- WHAT THIS TASK INVOLVES -
Print each of the entries below verbatim, with no changes.

(Contour annotation entries)
□ □ □ □ □

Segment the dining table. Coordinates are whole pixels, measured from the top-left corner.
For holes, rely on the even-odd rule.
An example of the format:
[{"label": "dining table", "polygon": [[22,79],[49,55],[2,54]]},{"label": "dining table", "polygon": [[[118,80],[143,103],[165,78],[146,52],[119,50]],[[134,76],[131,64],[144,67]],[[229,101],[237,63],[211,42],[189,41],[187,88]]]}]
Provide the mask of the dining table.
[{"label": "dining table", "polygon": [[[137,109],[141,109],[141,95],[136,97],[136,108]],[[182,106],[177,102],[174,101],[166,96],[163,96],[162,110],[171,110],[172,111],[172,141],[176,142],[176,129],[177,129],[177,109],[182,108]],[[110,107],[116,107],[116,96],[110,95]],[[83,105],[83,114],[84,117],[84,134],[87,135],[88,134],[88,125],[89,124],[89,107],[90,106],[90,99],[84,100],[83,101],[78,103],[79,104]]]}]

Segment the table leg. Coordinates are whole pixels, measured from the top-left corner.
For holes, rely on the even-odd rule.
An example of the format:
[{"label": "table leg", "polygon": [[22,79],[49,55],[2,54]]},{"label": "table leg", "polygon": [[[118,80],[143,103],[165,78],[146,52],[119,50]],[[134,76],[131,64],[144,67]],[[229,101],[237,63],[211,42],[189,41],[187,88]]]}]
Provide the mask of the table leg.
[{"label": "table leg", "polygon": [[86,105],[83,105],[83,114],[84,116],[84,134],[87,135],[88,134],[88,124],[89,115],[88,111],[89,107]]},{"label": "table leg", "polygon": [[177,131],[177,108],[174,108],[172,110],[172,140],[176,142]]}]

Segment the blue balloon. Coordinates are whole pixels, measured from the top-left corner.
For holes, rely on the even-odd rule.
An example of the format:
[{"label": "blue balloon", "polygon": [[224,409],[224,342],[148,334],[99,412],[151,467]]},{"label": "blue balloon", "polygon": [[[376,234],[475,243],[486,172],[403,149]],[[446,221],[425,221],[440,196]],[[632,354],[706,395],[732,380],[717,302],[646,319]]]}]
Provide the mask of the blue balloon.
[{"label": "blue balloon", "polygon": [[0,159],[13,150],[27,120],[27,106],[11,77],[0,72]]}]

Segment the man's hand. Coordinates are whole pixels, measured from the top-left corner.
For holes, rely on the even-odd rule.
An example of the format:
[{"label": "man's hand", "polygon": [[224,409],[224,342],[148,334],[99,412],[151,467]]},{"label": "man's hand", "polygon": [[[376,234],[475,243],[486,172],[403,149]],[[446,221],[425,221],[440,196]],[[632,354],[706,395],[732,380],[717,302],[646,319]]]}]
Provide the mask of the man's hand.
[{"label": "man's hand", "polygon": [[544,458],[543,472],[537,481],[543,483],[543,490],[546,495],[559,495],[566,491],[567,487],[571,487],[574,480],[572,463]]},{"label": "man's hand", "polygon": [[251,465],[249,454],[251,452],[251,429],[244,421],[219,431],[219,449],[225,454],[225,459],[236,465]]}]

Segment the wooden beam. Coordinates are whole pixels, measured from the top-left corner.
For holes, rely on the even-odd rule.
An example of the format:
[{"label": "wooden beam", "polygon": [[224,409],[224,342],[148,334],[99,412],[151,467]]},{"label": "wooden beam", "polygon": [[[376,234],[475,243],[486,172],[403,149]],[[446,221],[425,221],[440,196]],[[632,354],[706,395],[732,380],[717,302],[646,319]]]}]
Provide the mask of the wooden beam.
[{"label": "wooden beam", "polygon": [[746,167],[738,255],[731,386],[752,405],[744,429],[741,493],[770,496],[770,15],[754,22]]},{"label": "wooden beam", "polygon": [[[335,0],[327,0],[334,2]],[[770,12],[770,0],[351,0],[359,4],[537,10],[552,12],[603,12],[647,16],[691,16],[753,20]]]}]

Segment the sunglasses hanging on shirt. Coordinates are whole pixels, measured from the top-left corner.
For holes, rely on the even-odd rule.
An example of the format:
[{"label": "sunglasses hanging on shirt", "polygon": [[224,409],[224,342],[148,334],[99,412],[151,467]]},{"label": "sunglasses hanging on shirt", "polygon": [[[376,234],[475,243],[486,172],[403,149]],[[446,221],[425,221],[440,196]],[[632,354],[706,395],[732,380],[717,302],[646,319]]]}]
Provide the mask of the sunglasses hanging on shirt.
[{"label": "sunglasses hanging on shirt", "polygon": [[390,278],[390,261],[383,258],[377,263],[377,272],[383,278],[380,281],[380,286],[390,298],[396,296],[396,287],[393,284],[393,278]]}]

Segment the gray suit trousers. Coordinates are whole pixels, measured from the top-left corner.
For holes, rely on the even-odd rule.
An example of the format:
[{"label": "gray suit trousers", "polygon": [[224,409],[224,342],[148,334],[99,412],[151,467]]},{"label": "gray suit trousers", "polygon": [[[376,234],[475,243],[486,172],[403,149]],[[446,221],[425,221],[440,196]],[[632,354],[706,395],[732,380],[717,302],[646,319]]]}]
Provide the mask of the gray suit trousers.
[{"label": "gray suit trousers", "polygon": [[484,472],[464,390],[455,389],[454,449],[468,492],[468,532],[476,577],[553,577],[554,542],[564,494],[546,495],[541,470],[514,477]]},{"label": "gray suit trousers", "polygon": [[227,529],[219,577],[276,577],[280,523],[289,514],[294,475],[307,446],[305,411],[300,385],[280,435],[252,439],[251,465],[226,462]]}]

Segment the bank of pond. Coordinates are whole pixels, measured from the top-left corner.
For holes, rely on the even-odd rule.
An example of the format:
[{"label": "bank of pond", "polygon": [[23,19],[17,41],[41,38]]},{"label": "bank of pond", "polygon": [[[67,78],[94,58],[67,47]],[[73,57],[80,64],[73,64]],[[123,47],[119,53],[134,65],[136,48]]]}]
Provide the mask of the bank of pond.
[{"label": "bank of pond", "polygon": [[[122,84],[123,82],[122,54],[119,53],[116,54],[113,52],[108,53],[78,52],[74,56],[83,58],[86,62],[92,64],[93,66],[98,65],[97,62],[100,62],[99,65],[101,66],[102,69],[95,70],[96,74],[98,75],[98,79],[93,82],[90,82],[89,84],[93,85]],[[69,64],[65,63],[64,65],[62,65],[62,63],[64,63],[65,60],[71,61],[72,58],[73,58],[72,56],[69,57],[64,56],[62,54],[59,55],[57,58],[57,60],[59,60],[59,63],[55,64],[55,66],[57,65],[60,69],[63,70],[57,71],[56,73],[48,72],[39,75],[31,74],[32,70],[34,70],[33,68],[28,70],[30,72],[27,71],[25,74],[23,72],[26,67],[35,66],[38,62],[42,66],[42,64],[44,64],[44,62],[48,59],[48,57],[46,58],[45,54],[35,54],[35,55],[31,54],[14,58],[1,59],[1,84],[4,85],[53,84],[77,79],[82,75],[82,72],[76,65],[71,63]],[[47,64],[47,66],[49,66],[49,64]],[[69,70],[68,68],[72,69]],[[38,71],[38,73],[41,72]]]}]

□ □ □ □ □

- RESULT OF THIS TASK -
Segment the dining table. Coordinates are whole pixels, measured from the top-left corner.
For holes, rely on the even-odd rule.
An example of the format:
[{"label": "dining table", "polygon": [[22,79],[49,55],[2,54]]},{"label": "dining table", "polygon": [[[118,80],[143,103],[165,78],[146,52],[119,50]],[[134,76],[131,64],[144,67]],[[229,101],[237,63],[211,42],[189,41],[187,88]]]}]
Provide the mask of the dining table.
[{"label": "dining table", "polygon": [[[137,109],[141,109],[141,95],[136,97],[136,108]],[[182,106],[177,102],[174,101],[166,96],[163,96],[162,110],[171,110],[172,111],[172,141],[176,142],[176,129],[177,129],[177,109],[182,108]],[[110,107],[116,107],[116,96],[110,95]],[[83,105],[83,114],[84,117],[84,134],[87,135],[88,134],[88,125],[89,124],[89,107],[90,106],[90,99],[84,100],[83,101],[78,103],[79,104]]]}]

Segment the table leg. Coordinates are whole pixels, measured from the top-left corner.
For holes, rely on the even-odd rule.
An example of the format:
[{"label": "table leg", "polygon": [[22,79],[49,55],[2,54]]},{"label": "table leg", "polygon": [[[118,80],[143,103],[165,78],[146,52],[119,50]],[[134,76],[131,64],[144,67]],[[229,101],[237,63],[211,42],[189,41],[187,88]]]}]
Provide the mask of the table leg.
[{"label": "table leg", "polygon": [[86,105],[83,105],[83,114],[84,116],[84,134],[87,135],[88,134],[88,124],[89,115],[88,111],[89,107]]},{"label": "table leg", "polygon": [[177,131],[177,108],[174,108],[172,110],[172,140],[176,142]]}]

Segment the blue balloon. Coordinates are whole pixels, measured from the top-left corner.
For holes, rely on the even-odd rule.
An example of the format:
[{"label": "blue balloon", "polygon": [[224,409],[224,342],[148,334],[99,412],[151,467]]},{"label": "blue balloon", "polygon": [[[376,234],[475,243],[486,172],[403,149]],[[446,221],[425,221],[440,196]],[[632,354],[706,395],[732,380],[717,302],[646,319]]]}]
Provide the mask of the blue balloon.
[{"label": "blue balloon", "polygon": [[0,159],[13,150],[27,120],[27,106],[11,77],[0,72]]}]

Segment the man's hand. Coordinates are whole pixels, measured from the top-left corner.
For holes, rely on the even-odd rule.
An example of the format:
[{"label": "man's hand", "polygon": [[224,409],[224,342],[148,334],[99,412],[151,467]]},{"label": "man's hand", "polygon": [[[376,234],[475,243],[486,172],[403,149]],[[446,221],[425,221],[440,196]],[[632,354],[706,395],[732,380],[717,302],[646,319]]]}]
Provide the mask of the man's hand.
[{"label": "man's hand", "polygon": [[544,458],[543,472],[537,481],[543,483],[543,490],[546,495],[559,495],[566,491],[567,487],[571,487],[574,480],[572,463]]},{"label": "man's hand", "polygon": [[251,465],[249,454],[251,452],[251,429],[244,421],[219,431],[219,449],[225,454],[225,459],[236,465]]}]

Segment the wooden beam. Coordinates are whole pixels, measured from the top-left corner.
For holes, rely on the even-odd rule.
An example of the format:
[{"label": "wooden beam", "polygon": [[224,409],[224,342],[148,334],[99,412],[151,467]]},{"label": "wooden beam", "polygon": [[[376,234],[475,243],[486,172],[403,149]],[[446,221],[425,221],[440,196]],[[632,354],[706,395],[732,380],[717,302],[646,319]]]}]
Provide the mask of the wooden beam.
[{"label": "wooden beam", "polygon": [[746,167],[738,255],[731,386],[752,405],[744,429],[741,493],[770,496],[770,15],[754,22]]},{"label": "wooden beam", "polygon": [[[335,0],[327,0],[334,2]],[[770,12],[770,0],[351,0],[359,4],[537,10],[552,12],[603,12],[647,16],[691,16],[753,20]]]}]

Segment the sunglasses hanging on shirt. Coordinates are whole pixels, measured from the top-left corner.
For holes, rely on the even-odd rule.
An example of the format:
[{"label": "sunglasses hanging on shirt", "polygon": [[224,409],[224,342],[148,334],[99,412],[151,467]]},{"label": "sunglasses hanging on shirt", "polygon": [[[376,234],[475,243],[486,172],[403,149]],[[446,221],[425,221],[440,196]],[[632,354],[706,395],[732,380],[717,302],[646,319]]]}]
Provide the mask of the sunglasses hanging on shirt.
[{"label": "sunglasses hanging on shirt", "polygon": [[390,278],[390,261],[383,258],[377,263],[377,272],[383,278],[380,281],[380,286],[390,298],[396,296],[396,287],[393,284],[393,278]]}]

Segment the gray suit trousers. Coordinates are whole pixels, measured from the top-left corner.
For holes, rely on the even-odd rule.
An example of the format:
[{"label": "gray suit trousers", "polygon": [[224,409],[224,342],[148,334],[99,412],[151,467]]},{"label": "gray suit trousers", "polygon": [[[376,234],[475,243],[486,172],[403,149]],[[446,221],[425,221],[440,196]],[[632,354],[706,395],[732,380],[717,302],[646,319]]]}]
Provide the mask of the gray suit trousers.
[{"label": "gray suit trousers", "polygon": [[484,472],[464,390],[455,389],[454,449],[468,492],[468,532],[476,577],[553,577],[554,542],[564,494],[546,495],[541,470],[514,477]]},{"label": "gray suit trousers", "polygon": [[227,529],[219,577],[276,577],[280,523],[289,514],[294,475],[307,446],[305,411],[300,385],[280,435],[252,439],[251,465],[226,462]]}]

Segment the bank of pond. Coordinates are whole pixels, measured from the top-left corner.
For holes, rely on the even-odd rule.
An example of the format:
[{"label": "bank of pond", "polygon": [[23,19],[17,41],[41,38]]},{"label": "bank of pond", "polygon": [[[67,78],[94,58],[67,47]],[[73,57],[80,64],[73,64]],[[123,47],[119,53],[134,65],[136,48]]]}]
Provide the mask of the bank of pond.
[{"label": "bank of pond", "polygon": [[[122,84],[123,82],[122,54],[119,53],[116,54],[113,52],[108,53],[78,52],[74,56],[83,58],[86,62],[92,64],[93,66],[98,65],[97,62],[100,62],[99,65],[101,66],[102,69],[95,70],[96,74],[98,75],[98,79],[93,82],[90,82],[89,84],[93,85]],[[69,64],[65,63],[64,65],[62,65],[62,63],[64,63],[65,60],[71,61],[72,58],[73,58],[72,56],[69,57],[64,56],[62,54],[59,55],[57,58],[57,60],[59,60],[59,63],[55,64],[55,66],[57,65],[60,69],[63,70],[57,71],[56,73],[48,72],[39,75],[31,74],[32,70],[34,70],[33,68],[28,70],[30,72],[27,71],[25,74],[23,72],[26,67],[35,66],[38,62],[42,66],[42,64],[44,64],[44,62],[48,59],[48,57],[46,58],[45,54],[35,54],[35,55],[31,54],[14,58],[1,59],[1,84],[4,85],[53,84],[77,79],[82,75],[82,72],[76,65],[71,63]],[[47,64],[47,66],[49,66],[49,64]],[[69,70],[68,68],[72,69]],[[38,71],[38,73],[41,72]]]}]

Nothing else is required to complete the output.